— Exercise aim —
In the entries below, how many lines contain the string "dark", with case counting? Reply with the number alone.

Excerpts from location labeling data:
□ □ □ □ □

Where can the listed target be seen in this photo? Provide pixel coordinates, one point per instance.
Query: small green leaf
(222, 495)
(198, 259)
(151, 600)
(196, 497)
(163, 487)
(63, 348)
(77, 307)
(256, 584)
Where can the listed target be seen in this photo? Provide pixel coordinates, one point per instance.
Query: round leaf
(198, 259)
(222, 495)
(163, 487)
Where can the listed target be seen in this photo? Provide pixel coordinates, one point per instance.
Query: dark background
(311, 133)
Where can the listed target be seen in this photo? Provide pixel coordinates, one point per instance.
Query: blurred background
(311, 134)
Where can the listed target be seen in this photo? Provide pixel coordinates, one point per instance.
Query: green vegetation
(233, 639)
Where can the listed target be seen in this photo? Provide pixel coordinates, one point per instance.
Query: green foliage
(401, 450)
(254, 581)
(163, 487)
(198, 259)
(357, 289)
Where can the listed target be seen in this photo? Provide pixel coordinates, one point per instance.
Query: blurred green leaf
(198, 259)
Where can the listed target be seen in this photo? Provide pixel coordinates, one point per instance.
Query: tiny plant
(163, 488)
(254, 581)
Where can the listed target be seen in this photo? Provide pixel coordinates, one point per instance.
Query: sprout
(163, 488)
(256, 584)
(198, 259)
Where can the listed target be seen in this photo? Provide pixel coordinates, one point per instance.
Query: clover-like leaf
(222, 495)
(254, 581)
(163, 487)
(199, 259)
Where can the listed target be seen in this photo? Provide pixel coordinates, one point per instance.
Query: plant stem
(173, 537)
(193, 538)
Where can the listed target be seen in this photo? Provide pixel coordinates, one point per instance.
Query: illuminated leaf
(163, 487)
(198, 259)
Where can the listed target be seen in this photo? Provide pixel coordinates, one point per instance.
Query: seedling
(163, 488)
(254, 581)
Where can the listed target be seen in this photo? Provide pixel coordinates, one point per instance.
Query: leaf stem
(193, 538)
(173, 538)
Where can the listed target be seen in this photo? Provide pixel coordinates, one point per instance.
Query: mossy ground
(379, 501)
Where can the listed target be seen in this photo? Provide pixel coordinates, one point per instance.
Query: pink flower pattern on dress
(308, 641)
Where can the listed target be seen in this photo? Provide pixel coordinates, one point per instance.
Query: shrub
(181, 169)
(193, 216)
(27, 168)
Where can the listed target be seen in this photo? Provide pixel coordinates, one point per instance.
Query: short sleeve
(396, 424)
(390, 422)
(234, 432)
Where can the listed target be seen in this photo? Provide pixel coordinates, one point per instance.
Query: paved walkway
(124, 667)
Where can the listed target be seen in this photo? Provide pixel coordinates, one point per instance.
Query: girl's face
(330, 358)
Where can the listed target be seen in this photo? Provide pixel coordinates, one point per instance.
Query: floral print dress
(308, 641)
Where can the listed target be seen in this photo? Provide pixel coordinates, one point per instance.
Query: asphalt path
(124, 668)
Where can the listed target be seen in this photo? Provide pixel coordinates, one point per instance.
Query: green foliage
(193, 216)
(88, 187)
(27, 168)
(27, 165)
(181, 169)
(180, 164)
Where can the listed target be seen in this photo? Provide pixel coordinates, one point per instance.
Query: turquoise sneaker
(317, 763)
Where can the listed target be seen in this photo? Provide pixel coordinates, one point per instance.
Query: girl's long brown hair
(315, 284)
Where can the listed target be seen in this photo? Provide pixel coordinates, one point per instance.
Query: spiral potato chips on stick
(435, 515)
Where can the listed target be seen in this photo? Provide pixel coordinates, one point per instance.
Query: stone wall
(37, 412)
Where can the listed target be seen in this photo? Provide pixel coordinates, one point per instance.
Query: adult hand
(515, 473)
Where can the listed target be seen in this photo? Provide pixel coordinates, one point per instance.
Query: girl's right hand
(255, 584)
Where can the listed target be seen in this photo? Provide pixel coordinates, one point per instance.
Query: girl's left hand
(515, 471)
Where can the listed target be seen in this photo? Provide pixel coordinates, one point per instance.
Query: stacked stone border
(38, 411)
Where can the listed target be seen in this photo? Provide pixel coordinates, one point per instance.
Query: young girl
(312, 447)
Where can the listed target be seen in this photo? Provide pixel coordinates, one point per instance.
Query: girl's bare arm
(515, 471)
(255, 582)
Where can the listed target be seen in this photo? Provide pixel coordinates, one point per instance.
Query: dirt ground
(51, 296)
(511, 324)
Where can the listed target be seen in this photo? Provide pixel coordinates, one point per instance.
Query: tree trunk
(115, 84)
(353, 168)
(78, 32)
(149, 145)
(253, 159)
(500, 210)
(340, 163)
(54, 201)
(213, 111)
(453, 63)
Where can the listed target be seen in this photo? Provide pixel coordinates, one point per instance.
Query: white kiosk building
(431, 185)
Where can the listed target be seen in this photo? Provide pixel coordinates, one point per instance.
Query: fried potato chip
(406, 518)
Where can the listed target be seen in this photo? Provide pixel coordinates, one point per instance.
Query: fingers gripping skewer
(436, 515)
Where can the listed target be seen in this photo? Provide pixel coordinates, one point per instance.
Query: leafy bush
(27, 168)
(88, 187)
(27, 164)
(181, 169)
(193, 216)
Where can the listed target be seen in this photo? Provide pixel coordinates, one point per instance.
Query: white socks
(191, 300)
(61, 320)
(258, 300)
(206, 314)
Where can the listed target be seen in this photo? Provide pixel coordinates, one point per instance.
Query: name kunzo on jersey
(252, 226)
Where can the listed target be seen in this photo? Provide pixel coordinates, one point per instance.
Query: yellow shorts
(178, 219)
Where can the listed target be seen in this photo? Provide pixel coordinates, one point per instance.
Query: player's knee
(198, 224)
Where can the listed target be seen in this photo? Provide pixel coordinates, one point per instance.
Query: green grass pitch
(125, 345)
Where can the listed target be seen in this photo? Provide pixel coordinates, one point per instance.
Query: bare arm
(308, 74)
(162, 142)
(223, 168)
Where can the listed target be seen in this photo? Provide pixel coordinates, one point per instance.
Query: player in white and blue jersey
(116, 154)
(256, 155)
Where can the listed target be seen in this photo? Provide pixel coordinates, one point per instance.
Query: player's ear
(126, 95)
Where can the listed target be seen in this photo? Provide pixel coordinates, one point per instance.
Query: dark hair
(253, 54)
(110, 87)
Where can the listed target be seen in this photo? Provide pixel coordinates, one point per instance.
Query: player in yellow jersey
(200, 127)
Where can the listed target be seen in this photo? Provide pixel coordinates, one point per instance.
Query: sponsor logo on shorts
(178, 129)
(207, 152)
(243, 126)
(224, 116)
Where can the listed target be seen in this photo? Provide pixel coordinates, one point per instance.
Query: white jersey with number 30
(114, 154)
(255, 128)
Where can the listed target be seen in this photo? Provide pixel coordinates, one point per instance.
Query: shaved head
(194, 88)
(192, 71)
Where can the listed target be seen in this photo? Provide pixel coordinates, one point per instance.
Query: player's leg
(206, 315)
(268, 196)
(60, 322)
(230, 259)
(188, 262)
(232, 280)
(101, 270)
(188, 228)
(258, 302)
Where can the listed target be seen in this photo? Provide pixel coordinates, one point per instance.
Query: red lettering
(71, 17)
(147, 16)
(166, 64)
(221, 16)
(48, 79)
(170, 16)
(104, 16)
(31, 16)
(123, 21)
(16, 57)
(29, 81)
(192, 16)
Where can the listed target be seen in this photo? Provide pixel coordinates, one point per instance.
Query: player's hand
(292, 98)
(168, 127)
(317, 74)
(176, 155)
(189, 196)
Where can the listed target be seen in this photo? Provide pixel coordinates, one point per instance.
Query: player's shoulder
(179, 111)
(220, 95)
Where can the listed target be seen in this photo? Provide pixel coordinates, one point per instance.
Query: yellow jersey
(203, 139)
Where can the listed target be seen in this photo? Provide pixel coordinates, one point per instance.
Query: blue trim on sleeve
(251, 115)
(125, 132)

□ □ □ □ □

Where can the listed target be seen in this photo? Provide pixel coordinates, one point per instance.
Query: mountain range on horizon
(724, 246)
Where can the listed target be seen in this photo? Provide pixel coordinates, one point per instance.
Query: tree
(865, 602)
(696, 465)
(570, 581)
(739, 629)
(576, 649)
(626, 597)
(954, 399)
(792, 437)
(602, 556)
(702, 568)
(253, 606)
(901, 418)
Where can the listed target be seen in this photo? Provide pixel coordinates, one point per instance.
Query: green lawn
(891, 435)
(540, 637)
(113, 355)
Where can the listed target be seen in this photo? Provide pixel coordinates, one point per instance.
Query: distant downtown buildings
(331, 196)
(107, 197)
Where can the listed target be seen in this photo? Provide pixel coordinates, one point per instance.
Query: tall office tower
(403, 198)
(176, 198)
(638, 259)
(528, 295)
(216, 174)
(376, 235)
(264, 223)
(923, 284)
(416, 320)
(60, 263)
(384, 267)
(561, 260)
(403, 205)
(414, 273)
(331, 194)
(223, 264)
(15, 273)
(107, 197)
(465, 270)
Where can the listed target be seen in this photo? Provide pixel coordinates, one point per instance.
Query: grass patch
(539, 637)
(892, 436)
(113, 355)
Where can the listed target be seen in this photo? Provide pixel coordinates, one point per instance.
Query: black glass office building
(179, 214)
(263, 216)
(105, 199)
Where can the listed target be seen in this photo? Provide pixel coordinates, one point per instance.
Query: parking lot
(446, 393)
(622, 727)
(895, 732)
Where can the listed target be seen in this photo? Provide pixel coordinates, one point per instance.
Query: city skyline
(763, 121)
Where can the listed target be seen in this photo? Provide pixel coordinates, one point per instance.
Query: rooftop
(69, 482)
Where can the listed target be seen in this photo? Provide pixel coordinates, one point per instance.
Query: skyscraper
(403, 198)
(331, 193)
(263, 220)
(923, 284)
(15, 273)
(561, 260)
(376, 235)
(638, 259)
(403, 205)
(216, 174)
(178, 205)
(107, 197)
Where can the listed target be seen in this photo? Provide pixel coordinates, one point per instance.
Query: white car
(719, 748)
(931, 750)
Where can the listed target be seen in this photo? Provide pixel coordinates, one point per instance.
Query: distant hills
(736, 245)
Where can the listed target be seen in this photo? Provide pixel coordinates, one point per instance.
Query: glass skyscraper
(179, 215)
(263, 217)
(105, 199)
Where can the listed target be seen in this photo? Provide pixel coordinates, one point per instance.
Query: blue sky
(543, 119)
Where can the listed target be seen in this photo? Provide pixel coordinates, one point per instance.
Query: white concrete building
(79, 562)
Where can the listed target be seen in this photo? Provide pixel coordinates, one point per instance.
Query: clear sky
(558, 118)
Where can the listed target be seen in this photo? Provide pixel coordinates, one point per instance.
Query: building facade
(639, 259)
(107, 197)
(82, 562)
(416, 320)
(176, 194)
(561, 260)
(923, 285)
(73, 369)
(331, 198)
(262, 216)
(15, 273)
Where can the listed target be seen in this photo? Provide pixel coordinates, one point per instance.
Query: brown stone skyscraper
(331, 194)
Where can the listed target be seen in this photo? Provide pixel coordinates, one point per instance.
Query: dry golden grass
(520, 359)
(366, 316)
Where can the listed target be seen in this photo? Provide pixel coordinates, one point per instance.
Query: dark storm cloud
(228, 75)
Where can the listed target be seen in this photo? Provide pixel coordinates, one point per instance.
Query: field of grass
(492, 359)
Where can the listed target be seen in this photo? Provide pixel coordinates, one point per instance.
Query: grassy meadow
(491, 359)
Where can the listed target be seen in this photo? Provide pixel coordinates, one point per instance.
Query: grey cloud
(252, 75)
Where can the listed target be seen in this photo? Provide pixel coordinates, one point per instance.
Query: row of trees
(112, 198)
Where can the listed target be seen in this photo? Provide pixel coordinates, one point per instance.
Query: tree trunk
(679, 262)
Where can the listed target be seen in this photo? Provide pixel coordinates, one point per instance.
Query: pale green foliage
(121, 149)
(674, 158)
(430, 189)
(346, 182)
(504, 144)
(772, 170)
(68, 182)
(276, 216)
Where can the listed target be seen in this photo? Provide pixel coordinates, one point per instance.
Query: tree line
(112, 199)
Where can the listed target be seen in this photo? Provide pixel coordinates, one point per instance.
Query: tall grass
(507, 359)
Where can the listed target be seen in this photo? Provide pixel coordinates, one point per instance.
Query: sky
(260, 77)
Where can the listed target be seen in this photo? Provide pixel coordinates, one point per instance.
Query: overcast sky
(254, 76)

□ □ □ □ □

— The solution —
3